— Written task —
Starting at the line that contains "The response should indicate, for every instance of the dormer", quote each line exactly through the last line of the entries, both included.
-- Given information start --
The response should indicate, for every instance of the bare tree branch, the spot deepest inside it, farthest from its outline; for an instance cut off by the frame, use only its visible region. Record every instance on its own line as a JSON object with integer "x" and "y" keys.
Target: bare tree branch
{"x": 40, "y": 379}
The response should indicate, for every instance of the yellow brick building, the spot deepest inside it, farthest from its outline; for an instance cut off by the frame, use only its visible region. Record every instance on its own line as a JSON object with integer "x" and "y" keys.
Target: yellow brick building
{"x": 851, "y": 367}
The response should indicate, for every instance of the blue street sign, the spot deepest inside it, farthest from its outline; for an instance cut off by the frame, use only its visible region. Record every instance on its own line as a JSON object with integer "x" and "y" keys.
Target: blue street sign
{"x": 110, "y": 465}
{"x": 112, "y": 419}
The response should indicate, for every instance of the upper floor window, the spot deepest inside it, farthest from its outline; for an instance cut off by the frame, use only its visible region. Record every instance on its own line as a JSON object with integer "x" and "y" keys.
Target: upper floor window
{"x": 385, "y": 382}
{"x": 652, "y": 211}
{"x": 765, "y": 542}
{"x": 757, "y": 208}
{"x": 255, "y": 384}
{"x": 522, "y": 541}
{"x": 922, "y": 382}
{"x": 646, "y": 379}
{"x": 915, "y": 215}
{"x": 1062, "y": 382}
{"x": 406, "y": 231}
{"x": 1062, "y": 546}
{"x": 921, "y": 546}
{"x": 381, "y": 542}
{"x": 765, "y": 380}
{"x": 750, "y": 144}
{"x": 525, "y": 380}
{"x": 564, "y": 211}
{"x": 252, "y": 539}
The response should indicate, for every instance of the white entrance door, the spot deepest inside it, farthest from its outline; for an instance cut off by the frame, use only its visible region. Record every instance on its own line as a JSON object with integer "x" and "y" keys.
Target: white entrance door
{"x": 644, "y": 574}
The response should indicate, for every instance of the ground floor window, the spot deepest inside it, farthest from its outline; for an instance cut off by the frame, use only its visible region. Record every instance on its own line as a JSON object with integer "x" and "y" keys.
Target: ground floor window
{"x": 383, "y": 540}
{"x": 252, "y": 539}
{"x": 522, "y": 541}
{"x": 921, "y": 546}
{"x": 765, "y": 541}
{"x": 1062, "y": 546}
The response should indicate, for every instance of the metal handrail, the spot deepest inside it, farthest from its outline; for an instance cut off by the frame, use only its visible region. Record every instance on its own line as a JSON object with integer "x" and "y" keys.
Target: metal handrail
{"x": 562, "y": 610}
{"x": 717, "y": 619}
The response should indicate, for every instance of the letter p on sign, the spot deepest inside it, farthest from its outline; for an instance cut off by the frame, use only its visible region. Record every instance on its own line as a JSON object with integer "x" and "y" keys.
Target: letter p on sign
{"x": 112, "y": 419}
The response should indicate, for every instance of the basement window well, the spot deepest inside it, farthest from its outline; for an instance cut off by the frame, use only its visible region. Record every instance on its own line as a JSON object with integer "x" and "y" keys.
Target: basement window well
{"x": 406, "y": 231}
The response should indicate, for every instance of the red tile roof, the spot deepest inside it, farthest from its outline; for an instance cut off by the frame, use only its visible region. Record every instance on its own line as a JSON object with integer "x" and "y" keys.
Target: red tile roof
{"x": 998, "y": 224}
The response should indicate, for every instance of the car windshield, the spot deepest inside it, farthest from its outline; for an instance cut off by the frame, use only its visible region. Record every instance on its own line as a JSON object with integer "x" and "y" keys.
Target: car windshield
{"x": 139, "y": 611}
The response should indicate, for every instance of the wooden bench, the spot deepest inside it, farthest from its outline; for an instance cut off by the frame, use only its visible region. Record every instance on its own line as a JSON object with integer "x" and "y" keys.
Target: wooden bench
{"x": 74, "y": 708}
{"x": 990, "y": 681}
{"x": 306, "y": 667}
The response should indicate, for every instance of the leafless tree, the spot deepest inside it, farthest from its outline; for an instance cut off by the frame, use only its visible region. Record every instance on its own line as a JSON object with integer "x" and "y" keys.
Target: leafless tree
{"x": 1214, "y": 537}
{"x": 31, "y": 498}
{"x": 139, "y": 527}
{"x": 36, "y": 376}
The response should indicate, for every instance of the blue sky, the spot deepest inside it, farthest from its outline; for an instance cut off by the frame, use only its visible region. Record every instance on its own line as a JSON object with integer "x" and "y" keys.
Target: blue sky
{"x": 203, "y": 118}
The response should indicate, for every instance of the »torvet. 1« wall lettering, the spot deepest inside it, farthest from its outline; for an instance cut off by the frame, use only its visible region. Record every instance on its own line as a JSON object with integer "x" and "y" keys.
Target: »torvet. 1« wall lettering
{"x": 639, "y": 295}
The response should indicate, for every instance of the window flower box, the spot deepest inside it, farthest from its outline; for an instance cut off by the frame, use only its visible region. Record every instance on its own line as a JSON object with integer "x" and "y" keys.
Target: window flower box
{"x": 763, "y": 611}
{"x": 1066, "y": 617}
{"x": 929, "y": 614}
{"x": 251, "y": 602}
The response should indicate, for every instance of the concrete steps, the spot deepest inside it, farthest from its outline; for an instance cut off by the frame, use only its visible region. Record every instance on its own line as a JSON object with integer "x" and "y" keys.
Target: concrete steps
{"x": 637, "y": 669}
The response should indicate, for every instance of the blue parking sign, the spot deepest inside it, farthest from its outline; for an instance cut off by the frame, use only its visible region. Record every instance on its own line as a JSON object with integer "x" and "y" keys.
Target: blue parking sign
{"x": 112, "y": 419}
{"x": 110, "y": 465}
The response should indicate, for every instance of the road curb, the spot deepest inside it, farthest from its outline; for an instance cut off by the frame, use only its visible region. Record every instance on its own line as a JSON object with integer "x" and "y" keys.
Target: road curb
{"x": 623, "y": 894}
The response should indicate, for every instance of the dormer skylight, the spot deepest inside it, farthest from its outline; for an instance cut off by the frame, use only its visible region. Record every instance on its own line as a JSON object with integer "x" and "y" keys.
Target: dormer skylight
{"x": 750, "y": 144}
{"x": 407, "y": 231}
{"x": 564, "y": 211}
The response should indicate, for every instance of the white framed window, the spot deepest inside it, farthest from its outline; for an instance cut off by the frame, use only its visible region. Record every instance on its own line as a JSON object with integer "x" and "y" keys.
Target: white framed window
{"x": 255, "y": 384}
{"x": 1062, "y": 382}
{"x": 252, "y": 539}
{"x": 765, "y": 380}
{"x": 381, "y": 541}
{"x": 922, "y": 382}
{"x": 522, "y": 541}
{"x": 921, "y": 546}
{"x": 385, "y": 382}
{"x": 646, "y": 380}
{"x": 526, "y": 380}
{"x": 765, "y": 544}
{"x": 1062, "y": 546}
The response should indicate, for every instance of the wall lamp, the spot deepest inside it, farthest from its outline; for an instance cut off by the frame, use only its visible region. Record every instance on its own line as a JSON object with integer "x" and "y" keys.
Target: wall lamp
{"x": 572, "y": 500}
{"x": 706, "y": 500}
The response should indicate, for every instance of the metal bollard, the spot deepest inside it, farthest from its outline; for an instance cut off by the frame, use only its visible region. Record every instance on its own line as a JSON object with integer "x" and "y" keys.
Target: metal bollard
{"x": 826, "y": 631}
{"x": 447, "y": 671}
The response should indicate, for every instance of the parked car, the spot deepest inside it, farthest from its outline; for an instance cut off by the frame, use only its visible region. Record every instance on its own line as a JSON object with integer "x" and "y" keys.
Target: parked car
-- Given information end --
— Response to this task —
The response should indicate, for every instance of the dormer skylight, the spot deepest inside it, farthest from its outline; for an instance cut off by the frame, use only its visible region. Record every instance on its own line as a JSON object with integer "x" and "y" keys.
Target: dormer skylight
{"x": 750, "y": 144}
{"x": 407, "y": 231}
{"x": 564, "y": 211}
The response should indicate, for every instance of the white framed window, the spot deepest inside it, farthest from its outline; for an instance cut off by the frame, use only its visible region. Record every instance on its own line as a JSON object with integer "x" and "y" keys.
Target: white framed window
{"x": 255, "y": 384}
{"x": 1062, "y": 382}
{"x": 252, "y": 539}
{"x": 765, "y": 380}
{"x": 381, "y": 541}
{"x": 922, "y": 382}
{"x": 522, "y": 541}
{"x": 921, "y": 546}
{"x": 385, "y": 382}
{"x": 646, "y": 380}
{"x": 526, "y": 380}
{"x": 765, "y": 544}
{"x": 1062, "y": 546}
The response should indicate, for every instance of the wall lamp, the spot deepest inside it, farthest from its outline; for an instance cut off by the frame, use only its visible region. Record every instance on its own line as a JSON object with integer "x" and "y" keys.
Target: wall lamp
{"x": 572, "y": 500}
{"x": 706, "y": 500}
The response should indicate, for every instance of the metal bollard, the spot deepest inside it, farthest from its outline; for an instance cut off by the frame, use only its visible region. Record every instance on its own line as a JSON object with integer "x" and "y" keys.
Target: metal bollard
{"x": 826, "y": 631}
{"x": 447, "y": 671}
The response should indicate, for every instance of the parked car, the spot deepest inside it, farthest from its outline; for an instance cut off by the frame, use only its visible region. Record every instance on its own line as a JSON object with integer "x" and "y" keys.
Target: parked car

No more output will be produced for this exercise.